Aim — Give back the entire listing verbatim.

Provided records —

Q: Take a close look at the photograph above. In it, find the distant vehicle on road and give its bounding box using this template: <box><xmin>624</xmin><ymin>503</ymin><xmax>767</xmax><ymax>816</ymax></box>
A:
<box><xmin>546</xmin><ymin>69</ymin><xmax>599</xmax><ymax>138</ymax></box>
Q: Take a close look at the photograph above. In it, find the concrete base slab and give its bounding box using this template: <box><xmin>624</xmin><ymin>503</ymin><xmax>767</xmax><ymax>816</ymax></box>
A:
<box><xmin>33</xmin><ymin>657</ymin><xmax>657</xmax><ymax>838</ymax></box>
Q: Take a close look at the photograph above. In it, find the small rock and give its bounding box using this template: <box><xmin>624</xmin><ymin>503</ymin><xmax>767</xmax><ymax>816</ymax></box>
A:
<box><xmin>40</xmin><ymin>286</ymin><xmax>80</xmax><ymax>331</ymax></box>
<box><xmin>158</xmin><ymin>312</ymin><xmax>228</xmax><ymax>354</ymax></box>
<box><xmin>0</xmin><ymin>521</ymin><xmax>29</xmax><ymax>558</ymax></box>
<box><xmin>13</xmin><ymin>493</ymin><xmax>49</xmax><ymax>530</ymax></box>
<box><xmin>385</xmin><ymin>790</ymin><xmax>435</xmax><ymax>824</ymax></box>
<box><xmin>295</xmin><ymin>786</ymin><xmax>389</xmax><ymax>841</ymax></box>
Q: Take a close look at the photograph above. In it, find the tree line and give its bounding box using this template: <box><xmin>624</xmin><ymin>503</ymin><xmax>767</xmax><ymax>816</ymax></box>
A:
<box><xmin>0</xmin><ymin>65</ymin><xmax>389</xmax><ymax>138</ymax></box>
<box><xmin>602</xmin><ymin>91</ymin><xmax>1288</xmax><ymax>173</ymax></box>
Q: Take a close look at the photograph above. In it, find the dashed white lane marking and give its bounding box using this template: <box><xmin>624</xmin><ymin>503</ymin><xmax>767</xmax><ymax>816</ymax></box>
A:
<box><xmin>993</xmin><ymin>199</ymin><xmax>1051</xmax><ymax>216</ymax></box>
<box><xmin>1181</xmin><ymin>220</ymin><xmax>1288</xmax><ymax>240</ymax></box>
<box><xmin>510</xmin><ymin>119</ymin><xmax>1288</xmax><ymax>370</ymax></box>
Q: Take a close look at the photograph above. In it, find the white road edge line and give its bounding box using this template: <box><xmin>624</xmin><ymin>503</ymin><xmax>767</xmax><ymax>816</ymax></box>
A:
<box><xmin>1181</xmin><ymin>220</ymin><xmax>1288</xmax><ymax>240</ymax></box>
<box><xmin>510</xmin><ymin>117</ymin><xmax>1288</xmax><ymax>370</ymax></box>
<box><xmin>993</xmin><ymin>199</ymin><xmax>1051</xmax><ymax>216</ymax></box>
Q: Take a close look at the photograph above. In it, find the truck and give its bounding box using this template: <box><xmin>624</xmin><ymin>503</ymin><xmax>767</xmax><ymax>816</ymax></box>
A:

Answer to the task —
Q: Take a close look at the photograph above. In it, find the distant vehicle on road and give its bounding box using this template: <box><xmin>624</xmin><ymin>503</ymin><xmax>767</xmax><ymax>816</ymax></box>
A:
<box><xmin>546</xmin><ymin>69</ymin><xmax>599</xmax><ymax>138</ymax></box>
Q: Take a close look at the photograph above. In it, find the concrete base slab and give its bounding box using this template: <box><xmin>624</xmin><ymin>503</ymin><xmax>767</xmax><ymax>816</ymax></box>
A:
<box><xmin>33</xmin><ymin>657</ymin><xmax>657</xmax><ymax>838</ymax></box>
Q: Take a close look at the photograph above. In it, find the small rock and give its bounding box using this template: <box><xmin>624</xmin><ymin>503</ymin><xmax>767</xmax><ymax>816</ymax></box>
A:
<box><xmin>40</xmin><ymin>286</ymin><xmax>80</xmax><ymax>331</ymax></box>
<box><xmin>158</xmin><ymin>312</ymin><xmax>228</xmax><ymax>354</ymax></box>
<box><xmin>0</xmin><ymin>521</ymin><xmax>29</xmax><ymax>558</ymax></box>
<box><xmin>13</xmin><ymin>493</ymin><xmax>49</xmax><ymax>530</ymax></box>
<box><xmin>385</xmin><ymin>790</ymin><xmax>435</xmax><ymax>824</ymax></box>
<box><xmin>295</xmin><ymin>786</ymin><xmax>389</xmax><ymax>841</ymax></box>
Q: Take a close look at the photograph above. In it, find the tree line and give its bounding box using this template: <box><xmin>624</xmin><ymin>503</ymin><xmax>767</xmax><ymax>816</ymax></box>
A:
<box><xmin>0</xmin><ymin>65</ymin><xmax>389</xmax><ymax>138</ymax></box>
<box><xmin>602</xmin><ymin>91</ymin><xmax>1288</xmax><ymax>173</ymax></box>
Q: Take a close look at the photograph above. In it, find the dashed white lane marking and give its bounding box using this template: <box><xmin>624</xmin><ymin>503</ymin><xmax>767</xmax><ymax>816</ymax></box>
A:
<box><xmin>993</xmin><ymin>199</ymin><xmax>1051</xmax><ymax>216</ymax></box>
<box><xmin>1181</xmin><ymin>220</ymin><xmax>1288</xmax><ymax>240</ymax></box>
<box><xmin>510</xmin><ymin>119</ymin><xmax>1288</xmax><ymax>370</ymax></box>
Q: Take a close look at the photograph above. In it, find the white road edge line and give its bounding box using this template: <box><xmin>624</xmin><ymin>503</ymin><xmax>767</xmax><ymax>816</ymax></box>
A:
<box><xmin>1181</xmin><ymin>220</ymin><xmax>1288</xmax><ymax>240</ymax></box>
<box><xmin>510</xmin><ymin>117</ymin><xmax>1288</xmax><ymax>370</ymax></box>
<box><xmin>993</xmin><ymin>199</ymin><xmax>1051</xmax><ymax>216</ymax></box>
Q: Take a close look at the photograph above. In it, find the truck and give its bounding box using this template: <box><xmin>624</xmin><ymin>503</ymin><xmax>767</xmax><ymax>816</ymax></box>
A:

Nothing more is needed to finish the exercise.